Instructions to follow | Write out, unchanged, the lines from the one holding "Objective: locate each instance of the cap" to the close of the listing. Both the first and last lines belong in it.

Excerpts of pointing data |
============
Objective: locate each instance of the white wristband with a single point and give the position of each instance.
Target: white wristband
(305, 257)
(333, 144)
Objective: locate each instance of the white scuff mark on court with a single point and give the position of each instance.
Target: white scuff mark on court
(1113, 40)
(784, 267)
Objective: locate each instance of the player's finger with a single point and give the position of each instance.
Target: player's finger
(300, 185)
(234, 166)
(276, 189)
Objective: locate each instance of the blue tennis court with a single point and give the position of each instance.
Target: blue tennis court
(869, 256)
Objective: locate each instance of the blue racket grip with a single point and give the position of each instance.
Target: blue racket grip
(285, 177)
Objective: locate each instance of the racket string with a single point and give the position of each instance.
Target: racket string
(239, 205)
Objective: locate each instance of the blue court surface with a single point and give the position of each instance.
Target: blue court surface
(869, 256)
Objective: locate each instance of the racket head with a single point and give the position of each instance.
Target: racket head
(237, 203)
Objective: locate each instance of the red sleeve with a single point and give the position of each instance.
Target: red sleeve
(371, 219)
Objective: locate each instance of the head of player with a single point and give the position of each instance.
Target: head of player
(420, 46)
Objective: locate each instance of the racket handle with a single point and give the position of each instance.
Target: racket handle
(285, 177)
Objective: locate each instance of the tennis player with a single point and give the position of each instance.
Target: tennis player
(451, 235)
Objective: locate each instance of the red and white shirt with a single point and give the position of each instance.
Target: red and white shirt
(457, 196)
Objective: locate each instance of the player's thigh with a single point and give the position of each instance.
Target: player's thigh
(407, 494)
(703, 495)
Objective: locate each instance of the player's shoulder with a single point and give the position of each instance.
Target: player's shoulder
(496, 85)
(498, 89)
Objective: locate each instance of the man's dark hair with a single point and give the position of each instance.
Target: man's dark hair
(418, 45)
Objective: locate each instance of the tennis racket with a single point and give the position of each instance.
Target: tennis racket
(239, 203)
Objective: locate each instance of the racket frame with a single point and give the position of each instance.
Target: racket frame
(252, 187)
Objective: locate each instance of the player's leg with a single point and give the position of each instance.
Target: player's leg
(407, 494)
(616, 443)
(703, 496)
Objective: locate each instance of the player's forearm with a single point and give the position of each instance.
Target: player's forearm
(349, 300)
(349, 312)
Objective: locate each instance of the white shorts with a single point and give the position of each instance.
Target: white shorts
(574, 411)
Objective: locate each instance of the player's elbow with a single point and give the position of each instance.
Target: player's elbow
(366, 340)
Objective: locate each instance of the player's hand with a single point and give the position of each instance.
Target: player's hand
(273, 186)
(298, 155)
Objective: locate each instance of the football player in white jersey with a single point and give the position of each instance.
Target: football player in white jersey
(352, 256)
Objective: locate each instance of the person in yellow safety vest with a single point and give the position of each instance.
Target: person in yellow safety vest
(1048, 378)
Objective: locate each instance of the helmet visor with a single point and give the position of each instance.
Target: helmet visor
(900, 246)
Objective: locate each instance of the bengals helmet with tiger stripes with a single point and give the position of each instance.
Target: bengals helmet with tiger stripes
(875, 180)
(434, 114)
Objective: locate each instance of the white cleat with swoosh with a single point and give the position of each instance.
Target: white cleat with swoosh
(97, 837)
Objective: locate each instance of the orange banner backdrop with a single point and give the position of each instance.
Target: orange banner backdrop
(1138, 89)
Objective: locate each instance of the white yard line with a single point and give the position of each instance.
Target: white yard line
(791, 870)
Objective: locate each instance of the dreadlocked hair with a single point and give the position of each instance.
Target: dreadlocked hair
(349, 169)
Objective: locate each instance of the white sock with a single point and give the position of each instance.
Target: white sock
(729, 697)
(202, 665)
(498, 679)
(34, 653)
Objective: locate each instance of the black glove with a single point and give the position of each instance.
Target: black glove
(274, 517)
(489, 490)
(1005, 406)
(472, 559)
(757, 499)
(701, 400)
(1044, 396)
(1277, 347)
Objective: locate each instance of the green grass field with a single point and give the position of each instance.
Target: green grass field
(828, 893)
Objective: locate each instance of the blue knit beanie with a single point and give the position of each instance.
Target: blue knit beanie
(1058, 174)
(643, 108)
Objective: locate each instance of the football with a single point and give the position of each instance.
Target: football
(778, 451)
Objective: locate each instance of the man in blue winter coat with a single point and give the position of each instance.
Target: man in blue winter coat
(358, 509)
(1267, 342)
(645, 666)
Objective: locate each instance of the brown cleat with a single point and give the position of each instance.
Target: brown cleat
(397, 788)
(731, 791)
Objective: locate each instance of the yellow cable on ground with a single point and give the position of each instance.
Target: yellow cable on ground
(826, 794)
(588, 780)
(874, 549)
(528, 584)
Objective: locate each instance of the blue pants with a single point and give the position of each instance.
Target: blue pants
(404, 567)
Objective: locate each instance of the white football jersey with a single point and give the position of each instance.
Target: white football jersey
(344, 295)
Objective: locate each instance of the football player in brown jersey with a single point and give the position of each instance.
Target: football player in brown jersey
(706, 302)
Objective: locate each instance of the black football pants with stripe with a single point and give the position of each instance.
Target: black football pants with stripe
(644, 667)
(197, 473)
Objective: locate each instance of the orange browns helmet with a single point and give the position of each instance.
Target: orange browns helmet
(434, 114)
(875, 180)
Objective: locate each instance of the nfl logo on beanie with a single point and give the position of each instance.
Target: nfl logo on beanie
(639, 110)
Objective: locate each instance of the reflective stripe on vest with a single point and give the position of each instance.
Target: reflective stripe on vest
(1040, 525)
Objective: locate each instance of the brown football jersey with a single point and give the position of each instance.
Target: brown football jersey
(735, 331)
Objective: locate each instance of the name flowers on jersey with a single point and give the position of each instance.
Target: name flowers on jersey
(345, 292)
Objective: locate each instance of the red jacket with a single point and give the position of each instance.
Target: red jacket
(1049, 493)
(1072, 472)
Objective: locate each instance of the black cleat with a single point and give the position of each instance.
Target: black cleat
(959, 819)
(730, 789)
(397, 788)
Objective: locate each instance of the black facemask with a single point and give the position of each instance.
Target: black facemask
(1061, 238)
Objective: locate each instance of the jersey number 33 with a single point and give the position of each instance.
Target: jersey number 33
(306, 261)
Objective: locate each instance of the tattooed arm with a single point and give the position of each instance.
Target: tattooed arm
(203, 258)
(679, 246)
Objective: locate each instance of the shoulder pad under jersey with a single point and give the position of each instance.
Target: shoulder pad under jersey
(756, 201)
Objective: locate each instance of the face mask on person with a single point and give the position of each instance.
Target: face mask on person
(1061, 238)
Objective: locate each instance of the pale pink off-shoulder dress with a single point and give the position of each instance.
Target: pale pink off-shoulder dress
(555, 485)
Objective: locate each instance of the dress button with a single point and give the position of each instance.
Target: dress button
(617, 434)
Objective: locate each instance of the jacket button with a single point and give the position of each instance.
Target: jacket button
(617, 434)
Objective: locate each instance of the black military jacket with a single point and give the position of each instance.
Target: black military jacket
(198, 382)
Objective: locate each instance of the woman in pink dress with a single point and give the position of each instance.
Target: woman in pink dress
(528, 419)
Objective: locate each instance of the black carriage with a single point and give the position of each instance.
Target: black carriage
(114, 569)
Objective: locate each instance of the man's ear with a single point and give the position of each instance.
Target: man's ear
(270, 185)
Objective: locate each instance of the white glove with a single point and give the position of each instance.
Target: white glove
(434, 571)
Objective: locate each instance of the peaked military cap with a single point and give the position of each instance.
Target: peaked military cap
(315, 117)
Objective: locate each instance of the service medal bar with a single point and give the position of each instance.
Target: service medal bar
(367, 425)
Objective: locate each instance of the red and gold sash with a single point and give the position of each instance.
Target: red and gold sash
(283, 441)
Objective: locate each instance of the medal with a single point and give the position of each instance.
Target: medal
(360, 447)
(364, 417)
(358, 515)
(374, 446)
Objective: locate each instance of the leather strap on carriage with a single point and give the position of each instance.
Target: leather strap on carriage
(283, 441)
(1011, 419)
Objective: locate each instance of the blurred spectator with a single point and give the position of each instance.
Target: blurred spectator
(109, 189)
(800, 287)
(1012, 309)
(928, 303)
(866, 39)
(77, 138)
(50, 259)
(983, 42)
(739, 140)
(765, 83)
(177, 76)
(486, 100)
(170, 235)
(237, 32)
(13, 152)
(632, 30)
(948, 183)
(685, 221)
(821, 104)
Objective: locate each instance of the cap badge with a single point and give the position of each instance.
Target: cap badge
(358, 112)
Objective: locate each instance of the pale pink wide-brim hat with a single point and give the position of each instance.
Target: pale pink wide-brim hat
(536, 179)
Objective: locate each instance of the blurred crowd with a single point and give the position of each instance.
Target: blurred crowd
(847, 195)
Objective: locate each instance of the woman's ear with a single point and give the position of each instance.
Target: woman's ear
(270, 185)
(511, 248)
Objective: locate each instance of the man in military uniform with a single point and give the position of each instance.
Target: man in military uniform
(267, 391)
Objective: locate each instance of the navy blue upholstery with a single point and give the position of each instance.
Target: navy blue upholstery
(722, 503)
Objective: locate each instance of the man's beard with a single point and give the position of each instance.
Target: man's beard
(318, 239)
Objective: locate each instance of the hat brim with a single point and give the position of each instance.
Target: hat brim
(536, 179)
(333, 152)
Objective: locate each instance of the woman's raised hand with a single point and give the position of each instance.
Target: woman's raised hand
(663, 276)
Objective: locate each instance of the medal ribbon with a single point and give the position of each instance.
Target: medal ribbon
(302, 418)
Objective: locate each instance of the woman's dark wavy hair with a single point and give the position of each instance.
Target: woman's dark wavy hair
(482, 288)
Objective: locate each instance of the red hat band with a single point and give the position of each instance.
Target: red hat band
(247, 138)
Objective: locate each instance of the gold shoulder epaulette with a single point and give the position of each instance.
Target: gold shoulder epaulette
============
Full solution |
Objective: locate each instance of the cap badge with a single point and give the position of each instance.
Target: cap badge
(358, 112)
Objective: locate each instance of the pale pink wide-brim hat with a single point and give the position of each instance.
Target: pale pink wide-brim hat
(536, 179)
Objective: locate each instance of the blurred crowd with a single point and give the position of each instance.
Target: blurred crowd
(847, 195)
Objective: locate each instance of the woman's ear with a single point and give the position of each instance.
Target: woman's ear
(270, 185)
(511, 248)
Objective: locate each instance of the man in military uniform with a single point and give the position of each instance.
Target: man in military uniform
(267, 391)
Objective: locate each instance of the navy blue upholstery with a single point and give the position of each instance.
Target: navy blue upholstery
(722, 503)
Objective: locate each instance of the man's beard with a single point and give the position of each instance.
Target: man's beard
(318, 239)
Objective: locate each instance of the hat brim with a single point and give the position of each instance.
Target: hat brim
(536, 179)
(333, 152)
Objective: locate each instance of the woman's raised hand with a single point and give the position of each instance.
Target: woman's raised hand
(663, 276)
Objective: locate each instance of the medal ribbon with a single point and give the position of each instance.
Target: medal ribbon
(302, 418)
Objective: locate each instance of the woman's dark wavy hair with a single point and give the position of each instance.
Target: woman's dark wavy hair
(482, 288)
Objective: locate each instance of the red hat band with a single point and give the position of each instance.
Target: red hat band
(247, 138)
Objective: locate each instance of the gold shoulder epaulette with a single point and give the position of each instance.
Target: gold shoulder epaulette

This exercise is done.